— START —

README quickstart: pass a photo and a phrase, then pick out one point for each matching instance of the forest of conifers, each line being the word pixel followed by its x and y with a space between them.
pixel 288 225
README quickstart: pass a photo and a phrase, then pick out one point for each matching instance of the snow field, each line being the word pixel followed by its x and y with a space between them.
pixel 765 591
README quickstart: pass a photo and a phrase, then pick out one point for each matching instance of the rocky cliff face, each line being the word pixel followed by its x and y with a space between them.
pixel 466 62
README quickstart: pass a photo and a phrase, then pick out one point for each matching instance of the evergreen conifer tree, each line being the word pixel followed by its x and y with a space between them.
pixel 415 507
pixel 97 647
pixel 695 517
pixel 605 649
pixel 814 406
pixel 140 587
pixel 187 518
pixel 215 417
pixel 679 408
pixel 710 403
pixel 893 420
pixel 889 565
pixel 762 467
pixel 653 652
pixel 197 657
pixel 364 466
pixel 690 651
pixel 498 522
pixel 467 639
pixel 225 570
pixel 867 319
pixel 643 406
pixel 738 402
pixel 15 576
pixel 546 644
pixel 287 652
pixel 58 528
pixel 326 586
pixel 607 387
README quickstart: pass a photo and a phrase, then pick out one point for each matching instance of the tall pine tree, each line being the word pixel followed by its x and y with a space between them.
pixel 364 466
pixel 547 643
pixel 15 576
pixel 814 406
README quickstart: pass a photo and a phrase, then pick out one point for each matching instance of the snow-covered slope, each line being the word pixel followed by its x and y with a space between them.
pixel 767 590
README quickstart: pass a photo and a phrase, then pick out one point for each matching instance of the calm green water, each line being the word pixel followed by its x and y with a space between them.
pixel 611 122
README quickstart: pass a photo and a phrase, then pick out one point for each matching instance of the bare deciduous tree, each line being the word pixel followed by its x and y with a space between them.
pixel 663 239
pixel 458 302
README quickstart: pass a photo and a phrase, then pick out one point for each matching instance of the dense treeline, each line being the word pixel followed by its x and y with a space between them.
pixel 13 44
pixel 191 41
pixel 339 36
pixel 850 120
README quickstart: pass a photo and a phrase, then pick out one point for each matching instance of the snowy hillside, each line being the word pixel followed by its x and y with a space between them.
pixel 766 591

— END —

DIRECTION — Reproduce every line of the material above verbatim, from start to finish.

SOLUTION —
README quickstart: pass a photo and a phrase, then pick out one point for each matching instance of the forest of conifers, each line being the word pixel followed by its x and y with a space between them.
pixel 288 225
README quickstart: pass a photo and a phrase, then pick out one point for each matching instance of the snow field, each line being the word pixel followed by its x and y with a space between them.
pixel 765 591
README quickstart: pass a photo and a phrase, then pick out one point for each matching instance of the rocky cliff face, each line being the word pixel followed by its x and y with a space between them.
pixel 466 62
README quickstart: pass a photo and a phrase, then pick out one point for each matching instance of the evergreen conifer tree, each line being the word pixel followed by its x and y with a space between them.
pixel 415 507
pixel 97 647
pixel 695 517
pixel 605 649
pixel 814 406
pixel 140 587
pixel 187 518
pixel 215 417
pixel 679 408
pixel 710 403
pixel 893 420
pixel 889 565
pixel 762 467
pixel 653 652
pixel 197 657
pixel 364 466
pixel 690 651
pixel 498 522
pixel 467 639
pixel 225 570
pixel 867 319
pixel 643 406
pixel 738 402
pixel 15 576
pixel 546 644
pixel 287 652
pixel 58 528
pixel 326 586
pixel 607 387
README quickstart: pass a photo and a phrase, then pick out one point for each matching instance of the tall pine tree, each line being the word pixel followed by its x and y with a space between them.
pixel 364 466
pixel 547 643
pixel 15 576
pixel 814 406
README quickstart: pass a photo and a phrase, then pick out one point for each matching instance of the snow-covered slope, each line being the word pixel followed by its x and y with a space between them.
pixel 767 590
README quickstart: pass a photo and a phrase, then pick out one point for each matching instance of the calm green water, each line being the word pixel followed by its x and y with a space between them.
pixel 611 122
README quickstart: pass a photo and a phrase, then pick out one point for each matching instance of the bare deciduous tree, each line being the word pixel followed by its x and y with a space between them.
pixel 663 239
pixel 458 302
README quickstart: pass a photo and a phrase, then pick out one point for each matching instance of the dense treeline, each line being the word pixel followed by its x and y with a space between them.
pixel 13 44
pixel 191 41
pixel 339 36
pixel 850 120
README quickstart: pass a photo and a phrase, then pick out one point for each matching instance of the snowy hillside, each line being the word pixel followed by its x and y with a space between them.
pixel 766 591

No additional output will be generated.